**What is expected:** Please set down, exactly, the line with "Please tag the arm" and all lines that follow it through the end of the records below.

**Raw data:**
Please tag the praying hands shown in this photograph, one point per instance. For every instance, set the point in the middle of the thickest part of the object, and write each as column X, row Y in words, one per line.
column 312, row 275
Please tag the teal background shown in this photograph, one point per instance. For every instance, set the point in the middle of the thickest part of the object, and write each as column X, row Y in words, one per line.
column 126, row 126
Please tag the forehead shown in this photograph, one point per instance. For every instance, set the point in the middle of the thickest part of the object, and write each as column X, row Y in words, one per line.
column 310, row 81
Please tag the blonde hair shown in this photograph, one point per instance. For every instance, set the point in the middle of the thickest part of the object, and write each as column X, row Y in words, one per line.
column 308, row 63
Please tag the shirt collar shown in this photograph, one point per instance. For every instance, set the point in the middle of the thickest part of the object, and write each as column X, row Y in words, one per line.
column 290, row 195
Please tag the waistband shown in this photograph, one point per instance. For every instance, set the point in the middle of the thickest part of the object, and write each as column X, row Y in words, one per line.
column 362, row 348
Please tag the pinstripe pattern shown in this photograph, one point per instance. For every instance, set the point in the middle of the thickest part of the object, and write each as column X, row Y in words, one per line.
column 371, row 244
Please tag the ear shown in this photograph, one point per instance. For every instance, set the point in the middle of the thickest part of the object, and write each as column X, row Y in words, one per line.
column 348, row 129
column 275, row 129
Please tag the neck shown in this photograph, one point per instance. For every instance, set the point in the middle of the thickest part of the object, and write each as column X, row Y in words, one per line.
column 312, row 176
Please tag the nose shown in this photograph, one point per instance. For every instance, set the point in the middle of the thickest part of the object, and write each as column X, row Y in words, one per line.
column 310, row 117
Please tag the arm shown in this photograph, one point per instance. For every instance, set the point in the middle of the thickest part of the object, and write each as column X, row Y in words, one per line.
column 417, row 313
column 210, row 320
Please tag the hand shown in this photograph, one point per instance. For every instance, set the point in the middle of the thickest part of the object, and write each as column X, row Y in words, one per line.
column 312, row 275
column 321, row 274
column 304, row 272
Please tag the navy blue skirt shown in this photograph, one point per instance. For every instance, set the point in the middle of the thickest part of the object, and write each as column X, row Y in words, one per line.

**Response to the exercise:**
Please tag the arm shown in this photograph, one point per instance. For every instance, set the point in the middle of the thickest part of the object, and write each as column X, row Y in words, one per line.
column 417, row 313
column 210, row 320
Please tag the hand shown in this photograph, one point per instance. For every instance, set the point in the middle of the thickest part of the object, and write each as column X, row Y in words, one per line.
column 312, row 275
column 321, row 274
column 304, row 272
Please tag the navy blue skirt shown in this photograph, one point per instance. For every instance, set the point in the middle of the thickest part of the object, and write each as column X, row Y in words, one per line.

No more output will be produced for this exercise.